LISTED ENTRIES:
^^^^^^^^

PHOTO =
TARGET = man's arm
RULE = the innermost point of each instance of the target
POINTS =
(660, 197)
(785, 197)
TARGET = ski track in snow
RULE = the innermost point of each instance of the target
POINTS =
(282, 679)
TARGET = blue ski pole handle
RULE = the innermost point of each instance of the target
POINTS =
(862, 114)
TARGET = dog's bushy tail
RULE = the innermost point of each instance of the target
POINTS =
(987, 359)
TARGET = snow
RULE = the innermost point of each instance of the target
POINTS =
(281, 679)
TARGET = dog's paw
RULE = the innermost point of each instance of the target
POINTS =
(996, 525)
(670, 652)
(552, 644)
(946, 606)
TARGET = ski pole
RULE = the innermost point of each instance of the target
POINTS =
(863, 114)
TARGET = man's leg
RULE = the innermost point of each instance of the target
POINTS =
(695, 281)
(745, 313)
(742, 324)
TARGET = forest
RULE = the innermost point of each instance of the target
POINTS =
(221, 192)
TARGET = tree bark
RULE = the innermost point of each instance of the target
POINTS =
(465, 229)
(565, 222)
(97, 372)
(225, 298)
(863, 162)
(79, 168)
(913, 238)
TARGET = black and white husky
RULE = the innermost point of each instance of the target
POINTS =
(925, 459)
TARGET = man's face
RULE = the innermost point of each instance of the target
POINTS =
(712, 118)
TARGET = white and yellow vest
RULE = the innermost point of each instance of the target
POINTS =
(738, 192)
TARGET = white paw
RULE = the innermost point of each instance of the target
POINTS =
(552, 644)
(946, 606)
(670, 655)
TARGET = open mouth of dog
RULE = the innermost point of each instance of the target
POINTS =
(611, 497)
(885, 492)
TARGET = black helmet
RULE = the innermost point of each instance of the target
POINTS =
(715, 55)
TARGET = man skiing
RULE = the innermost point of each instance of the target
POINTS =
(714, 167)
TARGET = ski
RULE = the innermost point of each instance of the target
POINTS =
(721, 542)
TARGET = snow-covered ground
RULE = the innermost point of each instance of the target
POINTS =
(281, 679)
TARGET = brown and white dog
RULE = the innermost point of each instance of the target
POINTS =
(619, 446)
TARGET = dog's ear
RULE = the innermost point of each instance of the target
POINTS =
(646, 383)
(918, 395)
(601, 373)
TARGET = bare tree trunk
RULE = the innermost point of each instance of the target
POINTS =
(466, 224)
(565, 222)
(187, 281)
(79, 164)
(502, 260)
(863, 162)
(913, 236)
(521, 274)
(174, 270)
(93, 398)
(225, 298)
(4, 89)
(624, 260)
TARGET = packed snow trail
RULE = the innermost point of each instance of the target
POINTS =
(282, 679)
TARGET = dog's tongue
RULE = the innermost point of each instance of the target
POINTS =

^^^^^^^^

WRITTEN REQUEST: Return every item above word for word, with nothing changed, added, or left out.

COMPLETE OUTPUT:
PHOTO =
TARGET = man's arm
RULE = the innermost point of each instance of the target
POINTS =
(660, 197)
(785, 197)
TARGET = ski track in snow
RULE = the innermost point of each instance of the target
POINTS =
(282, 679)
TARGET = blue ski pole handle
RULE = the innermost point of each instance of the target
POINTS =
(862, 114)
TARGET = dog's bushy tail
RULE = the innermost point of each instance of the target
POINTS =
(987, 359)
TARGET = snow
RULE = the innermost point of each instance of the target
POINTS =
(281, 679)
TARGET = dog's paw
RULE = the innermost point of each instance of the target
POINTS =
(996, 525)
(670, 652)
(552, 644)
(946, 606)
TARGET = ski pole
RULE = the innermost point of each instance of the target
POINTS =
(863, 114)
TARGET = man's leg
RULE = the innermost point of each instance of the target
POINTS =
(695, 281)
(745, 313)
(742, 324)
TARGET = forest
RULE = the innermost point of each instance of the target
POINTS =
(221, 192)
TARGET = tree bark
RULE = the innermost point of each instance of the target
POINTS =
(465, 229)
(565, 222)
(97, 372)
(225, 298)
(863, 162)
(79, 168)
(913, 238)
TARGET = black and white husky
RULE = the innermost point of each instance of the target
POINTS =
(925, 459)
TARGET = man's face
RULE = the innermost point of each instance of the target
POINTS =
(712, 118)
TARGET = white and yellow vest
RULE = the innermost point of each instance of the target
POINTS =
(738, 192)
TARGET = white paw
RULE = the innermost point of each instance of the target
POINTS =
(552, 644)
(946, 606)
(670, 655)
TARGET = open mouth of dog
RULE = the innermost point of each instance of the target
POINTS =
(611, 497)
(885, 492)
TARGET = black helmet
RULE = the innermost point of each instance of the target
POINTS =
(715, 55)
TARGET = man skiing
RULE = the innermost point of each instance of the target
POINTS =
(714, 167)
TARGET = ski
RULE = the innermost point of each instance of the target
POINTS =
(721, 542)
TARGET = snow-covered ground
RULE = the innermost point of each instance of the target
POINTS =
(281, 679)
TARGET = brown and white dog
RULE = the innermost point of each instance of the target
POINTS =
(619, 446)
TARGET = dog's ear
RULE = the innermost point of each instance of the target
POINTS =
(646, 383)
(918, 395)
(601, 373)
TARGET = bare tree trunk
RULE = the innermost point of each instance of the target
POINTS =
(466, 224)
(565, 222)
(187, 281)
(79, 164)
(502, 260)
(863, 162)
(913, 236)
(521, 274)
(174, 270)
(93, 398)
(225, 298)
(4, 89)
(624, 260)
TARGET = packed snow trail
RULE = the innermost point of each instance of the target
POINTS =
(282, 679)
TARGET = dog's tongue
RULE = the innermost point of each instance of the target
POINTS =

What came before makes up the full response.